Written task: Reproduce the data below verbatim, starting at the line that contains "Where can you see the white interior" and continuing through the final line of the data, both included. Output only those lines.

Rows from a pointing dataset:
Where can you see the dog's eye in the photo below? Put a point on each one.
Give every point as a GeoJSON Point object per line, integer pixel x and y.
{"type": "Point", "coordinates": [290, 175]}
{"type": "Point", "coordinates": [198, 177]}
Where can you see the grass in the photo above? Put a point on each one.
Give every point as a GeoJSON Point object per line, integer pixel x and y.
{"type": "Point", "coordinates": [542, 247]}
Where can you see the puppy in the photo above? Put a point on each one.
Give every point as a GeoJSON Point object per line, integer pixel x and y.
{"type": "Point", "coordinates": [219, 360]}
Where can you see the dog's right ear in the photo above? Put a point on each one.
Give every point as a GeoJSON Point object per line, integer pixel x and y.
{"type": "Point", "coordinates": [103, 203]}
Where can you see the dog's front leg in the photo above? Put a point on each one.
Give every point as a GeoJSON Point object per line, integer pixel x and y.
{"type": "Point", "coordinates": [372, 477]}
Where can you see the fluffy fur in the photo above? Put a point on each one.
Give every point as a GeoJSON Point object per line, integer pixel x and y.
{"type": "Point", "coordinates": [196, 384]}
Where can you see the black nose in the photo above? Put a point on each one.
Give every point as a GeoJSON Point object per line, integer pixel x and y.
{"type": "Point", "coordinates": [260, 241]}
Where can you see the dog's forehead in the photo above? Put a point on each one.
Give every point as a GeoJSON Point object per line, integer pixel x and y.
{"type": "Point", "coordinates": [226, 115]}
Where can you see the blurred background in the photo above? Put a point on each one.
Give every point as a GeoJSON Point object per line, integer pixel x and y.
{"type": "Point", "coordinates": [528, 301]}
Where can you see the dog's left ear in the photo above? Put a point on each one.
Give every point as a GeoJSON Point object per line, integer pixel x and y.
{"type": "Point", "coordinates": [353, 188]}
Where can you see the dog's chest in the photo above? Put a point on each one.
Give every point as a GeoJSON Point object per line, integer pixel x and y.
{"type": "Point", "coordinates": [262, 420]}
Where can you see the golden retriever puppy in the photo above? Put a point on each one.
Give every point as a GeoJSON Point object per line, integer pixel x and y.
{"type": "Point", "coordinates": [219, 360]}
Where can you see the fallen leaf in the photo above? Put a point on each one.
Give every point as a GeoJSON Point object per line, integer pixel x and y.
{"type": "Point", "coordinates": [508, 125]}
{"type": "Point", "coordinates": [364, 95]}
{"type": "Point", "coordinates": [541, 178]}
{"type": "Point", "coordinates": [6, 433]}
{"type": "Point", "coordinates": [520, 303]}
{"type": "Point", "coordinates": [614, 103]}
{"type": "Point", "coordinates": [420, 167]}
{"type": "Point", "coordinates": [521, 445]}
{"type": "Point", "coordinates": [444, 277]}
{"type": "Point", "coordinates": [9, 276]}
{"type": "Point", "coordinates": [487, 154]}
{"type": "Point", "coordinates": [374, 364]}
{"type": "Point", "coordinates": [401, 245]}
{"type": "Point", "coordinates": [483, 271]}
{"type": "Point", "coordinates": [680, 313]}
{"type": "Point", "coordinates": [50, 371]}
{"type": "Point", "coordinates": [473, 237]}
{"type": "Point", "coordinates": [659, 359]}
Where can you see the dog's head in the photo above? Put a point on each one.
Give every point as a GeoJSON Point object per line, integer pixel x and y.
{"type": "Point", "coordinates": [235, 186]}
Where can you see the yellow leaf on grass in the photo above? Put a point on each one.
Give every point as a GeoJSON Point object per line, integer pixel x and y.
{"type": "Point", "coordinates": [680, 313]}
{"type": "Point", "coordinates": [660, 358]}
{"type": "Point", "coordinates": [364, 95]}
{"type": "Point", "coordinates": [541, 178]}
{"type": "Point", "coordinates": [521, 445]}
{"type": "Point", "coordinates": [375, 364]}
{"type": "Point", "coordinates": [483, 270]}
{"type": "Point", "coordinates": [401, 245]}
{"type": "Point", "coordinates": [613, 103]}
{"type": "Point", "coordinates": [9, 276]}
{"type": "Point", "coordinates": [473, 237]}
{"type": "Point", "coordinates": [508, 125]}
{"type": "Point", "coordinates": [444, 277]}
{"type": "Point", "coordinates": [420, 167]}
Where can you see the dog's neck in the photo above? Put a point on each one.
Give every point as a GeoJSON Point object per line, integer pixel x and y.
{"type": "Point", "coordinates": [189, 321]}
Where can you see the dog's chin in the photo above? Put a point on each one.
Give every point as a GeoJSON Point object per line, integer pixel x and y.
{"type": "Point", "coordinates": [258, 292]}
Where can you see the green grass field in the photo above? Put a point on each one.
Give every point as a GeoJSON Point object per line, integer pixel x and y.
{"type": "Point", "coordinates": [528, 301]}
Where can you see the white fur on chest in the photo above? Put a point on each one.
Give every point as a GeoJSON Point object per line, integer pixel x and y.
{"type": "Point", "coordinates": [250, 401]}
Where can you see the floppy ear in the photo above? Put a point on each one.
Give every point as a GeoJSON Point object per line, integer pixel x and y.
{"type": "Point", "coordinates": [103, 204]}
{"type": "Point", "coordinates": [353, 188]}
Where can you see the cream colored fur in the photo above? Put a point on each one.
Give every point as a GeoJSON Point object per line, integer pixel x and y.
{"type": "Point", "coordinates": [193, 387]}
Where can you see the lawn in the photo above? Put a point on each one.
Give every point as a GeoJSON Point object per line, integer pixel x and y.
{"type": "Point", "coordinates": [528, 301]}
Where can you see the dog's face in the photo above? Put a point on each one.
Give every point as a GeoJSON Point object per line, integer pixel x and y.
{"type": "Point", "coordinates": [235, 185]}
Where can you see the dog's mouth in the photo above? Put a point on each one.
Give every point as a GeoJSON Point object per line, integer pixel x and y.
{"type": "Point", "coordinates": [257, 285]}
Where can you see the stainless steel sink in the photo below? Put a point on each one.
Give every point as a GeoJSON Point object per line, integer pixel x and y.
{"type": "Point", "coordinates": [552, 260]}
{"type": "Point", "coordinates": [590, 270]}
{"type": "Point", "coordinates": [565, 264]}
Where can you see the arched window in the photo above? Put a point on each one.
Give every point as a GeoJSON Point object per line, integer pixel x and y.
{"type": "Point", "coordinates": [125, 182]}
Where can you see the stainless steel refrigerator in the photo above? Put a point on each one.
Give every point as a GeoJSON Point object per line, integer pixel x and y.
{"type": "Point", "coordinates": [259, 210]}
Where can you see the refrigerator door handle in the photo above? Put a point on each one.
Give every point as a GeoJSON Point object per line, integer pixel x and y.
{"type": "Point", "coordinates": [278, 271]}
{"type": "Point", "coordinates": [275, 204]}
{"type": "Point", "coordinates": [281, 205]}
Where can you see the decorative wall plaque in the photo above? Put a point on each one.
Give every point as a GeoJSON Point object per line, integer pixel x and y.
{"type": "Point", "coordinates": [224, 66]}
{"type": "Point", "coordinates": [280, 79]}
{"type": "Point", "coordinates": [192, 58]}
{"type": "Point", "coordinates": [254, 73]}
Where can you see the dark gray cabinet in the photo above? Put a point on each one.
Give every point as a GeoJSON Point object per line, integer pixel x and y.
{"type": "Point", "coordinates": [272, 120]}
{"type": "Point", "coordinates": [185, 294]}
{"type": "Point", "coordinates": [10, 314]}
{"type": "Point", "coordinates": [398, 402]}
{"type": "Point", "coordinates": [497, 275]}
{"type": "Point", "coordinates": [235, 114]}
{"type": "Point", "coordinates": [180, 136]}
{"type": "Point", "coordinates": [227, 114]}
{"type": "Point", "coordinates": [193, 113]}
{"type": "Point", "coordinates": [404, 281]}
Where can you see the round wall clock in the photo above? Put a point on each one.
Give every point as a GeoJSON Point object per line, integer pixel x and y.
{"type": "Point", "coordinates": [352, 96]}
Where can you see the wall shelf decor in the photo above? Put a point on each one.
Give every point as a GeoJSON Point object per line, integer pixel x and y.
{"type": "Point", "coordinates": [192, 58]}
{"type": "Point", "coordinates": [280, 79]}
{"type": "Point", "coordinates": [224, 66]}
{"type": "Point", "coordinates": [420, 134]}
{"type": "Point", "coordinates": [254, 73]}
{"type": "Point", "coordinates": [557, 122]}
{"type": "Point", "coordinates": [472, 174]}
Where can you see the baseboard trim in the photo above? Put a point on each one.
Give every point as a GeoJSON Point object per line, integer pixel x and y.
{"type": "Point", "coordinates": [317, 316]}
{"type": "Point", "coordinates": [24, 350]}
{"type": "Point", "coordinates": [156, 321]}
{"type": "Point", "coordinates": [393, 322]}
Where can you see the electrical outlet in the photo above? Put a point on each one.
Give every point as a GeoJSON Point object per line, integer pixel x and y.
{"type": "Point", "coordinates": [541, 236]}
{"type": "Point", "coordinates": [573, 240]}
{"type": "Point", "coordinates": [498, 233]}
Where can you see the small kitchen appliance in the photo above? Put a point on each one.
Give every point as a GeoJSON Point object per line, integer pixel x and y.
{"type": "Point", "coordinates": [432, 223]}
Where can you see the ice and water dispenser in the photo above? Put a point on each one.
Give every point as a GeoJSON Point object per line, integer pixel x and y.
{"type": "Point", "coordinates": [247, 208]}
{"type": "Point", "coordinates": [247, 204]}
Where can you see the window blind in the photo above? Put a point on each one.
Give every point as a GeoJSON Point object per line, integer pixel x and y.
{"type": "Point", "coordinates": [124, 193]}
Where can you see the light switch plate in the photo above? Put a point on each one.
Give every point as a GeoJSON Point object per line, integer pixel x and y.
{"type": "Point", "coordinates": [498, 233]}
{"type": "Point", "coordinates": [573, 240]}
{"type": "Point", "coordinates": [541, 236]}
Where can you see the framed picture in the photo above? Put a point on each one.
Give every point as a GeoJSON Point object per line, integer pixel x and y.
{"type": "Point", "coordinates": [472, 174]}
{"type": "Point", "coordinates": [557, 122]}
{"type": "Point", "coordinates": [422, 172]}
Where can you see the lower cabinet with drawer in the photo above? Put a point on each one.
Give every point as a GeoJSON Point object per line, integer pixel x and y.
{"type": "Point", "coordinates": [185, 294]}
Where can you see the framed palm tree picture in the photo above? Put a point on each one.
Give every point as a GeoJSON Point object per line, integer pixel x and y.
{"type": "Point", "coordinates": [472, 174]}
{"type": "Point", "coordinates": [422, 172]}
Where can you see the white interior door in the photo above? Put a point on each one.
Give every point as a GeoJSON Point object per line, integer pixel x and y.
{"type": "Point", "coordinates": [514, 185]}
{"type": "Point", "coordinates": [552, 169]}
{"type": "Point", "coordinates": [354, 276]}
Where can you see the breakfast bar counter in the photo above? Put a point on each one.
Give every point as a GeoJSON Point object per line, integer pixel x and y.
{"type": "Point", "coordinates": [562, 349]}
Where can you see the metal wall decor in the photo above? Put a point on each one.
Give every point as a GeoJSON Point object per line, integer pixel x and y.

Exercise solution:
Where can you see the white interior door in the photo above? Put a point on each one.
Give every point as a GeoJSON Point object per line, integer pixel x and y.
{"type": "Point", "coordinates": [514, 185]}
{"type": "Point", "coordinates": [552, 169]}
{"type": "Point", "coordinates": [354, 276]}
Where can you see the breakfast bar counter in the photo above? Put a point on each one.
Give every point as a GeoJSON Point object per line, integer pixel x and y.
{"type": "Point", "coordinates": [562, 349]}
Where can you see the metal wall decor in the photo above? Put a point on each one.
Give every point as a GeoJSON Point object per line, integer pixel x and y.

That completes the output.